Mnangagwa explains his nyika inovakwa nevene vayo mantra

Mnangagwa explains his nyika inovakwa nevene vayo mantra

Elsewhere, rain-makers were powers behind thrones of our kings.

It is not fortuitous that water harvesting through dam construction is a pillar policy under the Second Republic.

At Mudzingadzi, Rhodesians targeted more than our cadres and our military arsenals; they targeted farms and many agricultural units which produced food for our struggle.

In one instance, they bombed all black chickens in our huge fowl runs, and spared white fowls which Cde Ndangana and his team had set apart for breeding.

By such acts, Rhodesians lived their racial outlook and beliefs, including in how they dispensed death. This was nothing new.

In 1893, and again from 1896 until the end of First Chimurenga, sites of food storage were dynamited as part of the invading force’s strategy of total onslaught, and to break African resistance to colonial subjugation.

At the height of our Liberation Struggle, Rhodesians destroyed African food barns in villages, stopped families from raising crops by quartering them in notorious “Keeps”, as a way of trying to subdue our revolution.

Similarly, a key target of current illegal Western sanctions against Zimbabwe has been attacking our capacity to grow our economy, including targeting our capacity to finance and produce food for ourselves.

(Stored entries)
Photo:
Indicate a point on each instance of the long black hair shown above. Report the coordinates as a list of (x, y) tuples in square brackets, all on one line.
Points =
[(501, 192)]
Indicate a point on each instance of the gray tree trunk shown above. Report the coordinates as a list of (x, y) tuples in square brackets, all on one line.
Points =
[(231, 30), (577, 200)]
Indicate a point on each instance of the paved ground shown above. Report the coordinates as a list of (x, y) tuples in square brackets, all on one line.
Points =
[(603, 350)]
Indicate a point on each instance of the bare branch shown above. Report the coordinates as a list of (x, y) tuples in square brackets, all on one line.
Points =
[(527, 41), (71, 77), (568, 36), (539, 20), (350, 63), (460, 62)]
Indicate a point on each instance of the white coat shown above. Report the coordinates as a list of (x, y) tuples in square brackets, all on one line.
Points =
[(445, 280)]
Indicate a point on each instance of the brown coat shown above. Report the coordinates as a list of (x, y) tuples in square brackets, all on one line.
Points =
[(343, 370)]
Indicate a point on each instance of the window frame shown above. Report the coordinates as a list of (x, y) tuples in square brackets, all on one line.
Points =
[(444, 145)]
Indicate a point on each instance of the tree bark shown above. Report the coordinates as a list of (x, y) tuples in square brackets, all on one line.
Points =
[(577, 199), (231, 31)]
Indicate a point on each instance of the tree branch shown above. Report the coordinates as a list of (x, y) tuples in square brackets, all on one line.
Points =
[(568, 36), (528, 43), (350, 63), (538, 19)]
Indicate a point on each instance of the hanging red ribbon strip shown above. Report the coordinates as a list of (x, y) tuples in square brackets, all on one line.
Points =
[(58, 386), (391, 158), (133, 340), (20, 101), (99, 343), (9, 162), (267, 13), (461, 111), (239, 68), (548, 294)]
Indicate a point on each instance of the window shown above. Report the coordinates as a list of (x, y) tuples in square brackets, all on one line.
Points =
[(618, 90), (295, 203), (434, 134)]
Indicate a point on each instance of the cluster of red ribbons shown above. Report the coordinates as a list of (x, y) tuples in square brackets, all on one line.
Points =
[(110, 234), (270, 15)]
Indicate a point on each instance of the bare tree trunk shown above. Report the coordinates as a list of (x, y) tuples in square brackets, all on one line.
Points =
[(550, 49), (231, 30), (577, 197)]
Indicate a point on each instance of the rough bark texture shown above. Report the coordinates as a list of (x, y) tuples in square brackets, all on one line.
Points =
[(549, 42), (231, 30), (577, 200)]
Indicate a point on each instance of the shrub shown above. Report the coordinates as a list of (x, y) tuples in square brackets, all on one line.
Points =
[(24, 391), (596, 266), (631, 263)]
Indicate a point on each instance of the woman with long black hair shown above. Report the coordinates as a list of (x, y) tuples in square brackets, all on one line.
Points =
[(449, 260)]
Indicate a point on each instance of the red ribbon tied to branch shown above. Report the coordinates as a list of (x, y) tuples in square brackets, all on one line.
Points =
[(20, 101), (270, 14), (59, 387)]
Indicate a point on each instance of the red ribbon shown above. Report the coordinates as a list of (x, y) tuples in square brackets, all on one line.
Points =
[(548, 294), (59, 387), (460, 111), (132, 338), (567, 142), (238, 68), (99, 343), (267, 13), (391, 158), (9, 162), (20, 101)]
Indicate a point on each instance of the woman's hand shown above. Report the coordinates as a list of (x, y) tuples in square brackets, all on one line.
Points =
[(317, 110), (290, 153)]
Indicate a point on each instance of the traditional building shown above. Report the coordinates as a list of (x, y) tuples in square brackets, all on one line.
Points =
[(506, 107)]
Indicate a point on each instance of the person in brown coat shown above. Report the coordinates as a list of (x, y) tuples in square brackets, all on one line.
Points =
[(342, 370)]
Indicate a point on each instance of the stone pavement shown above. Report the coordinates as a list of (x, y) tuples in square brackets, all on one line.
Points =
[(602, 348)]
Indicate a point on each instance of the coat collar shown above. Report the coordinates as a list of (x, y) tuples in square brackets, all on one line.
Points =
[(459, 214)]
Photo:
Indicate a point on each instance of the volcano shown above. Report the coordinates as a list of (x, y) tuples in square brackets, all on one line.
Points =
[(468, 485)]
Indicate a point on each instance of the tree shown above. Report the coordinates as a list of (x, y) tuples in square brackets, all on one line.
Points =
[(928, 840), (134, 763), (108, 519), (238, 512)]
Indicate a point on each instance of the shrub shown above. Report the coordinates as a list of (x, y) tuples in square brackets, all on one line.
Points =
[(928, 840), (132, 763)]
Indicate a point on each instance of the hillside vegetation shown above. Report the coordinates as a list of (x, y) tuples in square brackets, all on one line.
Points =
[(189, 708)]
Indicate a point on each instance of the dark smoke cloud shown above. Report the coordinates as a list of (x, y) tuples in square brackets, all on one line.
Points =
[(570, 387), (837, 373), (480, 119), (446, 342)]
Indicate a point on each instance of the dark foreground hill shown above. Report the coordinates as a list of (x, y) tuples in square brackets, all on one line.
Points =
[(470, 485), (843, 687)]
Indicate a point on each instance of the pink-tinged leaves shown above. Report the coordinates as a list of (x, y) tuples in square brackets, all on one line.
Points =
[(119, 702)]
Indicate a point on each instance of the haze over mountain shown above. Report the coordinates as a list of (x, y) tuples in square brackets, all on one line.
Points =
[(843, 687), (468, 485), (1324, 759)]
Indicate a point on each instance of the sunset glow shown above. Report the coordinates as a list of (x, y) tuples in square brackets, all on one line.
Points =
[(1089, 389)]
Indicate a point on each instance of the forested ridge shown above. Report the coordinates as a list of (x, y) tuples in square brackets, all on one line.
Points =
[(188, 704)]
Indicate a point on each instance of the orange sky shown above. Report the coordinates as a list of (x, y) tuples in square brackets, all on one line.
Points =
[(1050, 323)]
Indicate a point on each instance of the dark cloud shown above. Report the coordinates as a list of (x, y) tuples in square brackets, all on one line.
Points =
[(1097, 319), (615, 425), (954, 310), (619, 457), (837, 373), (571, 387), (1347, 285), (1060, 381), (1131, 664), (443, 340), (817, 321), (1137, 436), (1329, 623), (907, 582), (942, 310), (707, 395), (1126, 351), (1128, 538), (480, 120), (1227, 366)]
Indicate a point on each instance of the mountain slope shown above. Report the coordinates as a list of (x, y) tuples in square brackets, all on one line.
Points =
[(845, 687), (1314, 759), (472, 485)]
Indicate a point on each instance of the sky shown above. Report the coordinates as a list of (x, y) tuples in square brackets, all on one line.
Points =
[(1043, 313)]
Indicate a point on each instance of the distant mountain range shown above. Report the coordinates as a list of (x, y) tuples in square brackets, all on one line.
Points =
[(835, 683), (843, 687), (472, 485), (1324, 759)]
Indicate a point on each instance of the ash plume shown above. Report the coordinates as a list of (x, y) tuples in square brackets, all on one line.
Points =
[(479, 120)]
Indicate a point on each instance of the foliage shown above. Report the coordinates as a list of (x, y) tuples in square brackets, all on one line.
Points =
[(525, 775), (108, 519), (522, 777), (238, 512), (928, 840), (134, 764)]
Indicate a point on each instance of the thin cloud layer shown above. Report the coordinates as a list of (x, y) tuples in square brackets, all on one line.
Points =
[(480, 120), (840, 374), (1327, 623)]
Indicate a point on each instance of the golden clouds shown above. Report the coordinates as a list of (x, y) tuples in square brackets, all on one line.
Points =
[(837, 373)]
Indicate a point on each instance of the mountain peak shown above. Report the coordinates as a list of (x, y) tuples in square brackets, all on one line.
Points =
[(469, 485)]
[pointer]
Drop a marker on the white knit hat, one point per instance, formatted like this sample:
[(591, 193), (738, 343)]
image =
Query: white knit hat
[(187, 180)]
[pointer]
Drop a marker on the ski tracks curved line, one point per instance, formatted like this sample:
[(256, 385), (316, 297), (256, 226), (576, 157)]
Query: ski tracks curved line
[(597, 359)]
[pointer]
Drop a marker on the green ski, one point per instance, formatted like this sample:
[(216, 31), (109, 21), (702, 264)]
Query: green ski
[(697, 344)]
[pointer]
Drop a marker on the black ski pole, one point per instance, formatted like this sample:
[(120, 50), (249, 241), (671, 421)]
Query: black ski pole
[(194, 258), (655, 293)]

#### What to work on
Reproduce the portion of the Mnangagwa article between "At Mudzingadzi, Rhodesians" and "apart for breeding.", inclusive, word for word.

#### Expected answer
At Mudzingadzi, Rhodesians targeted more than our cadres and our military arsenals; they targeted farms and many agricultural units which produced food for our struggle.

In one instance, they bombed all black chickens in our huge fowl runs, and spared white fowls which Cde Ndangana and his team had set apart for breeding.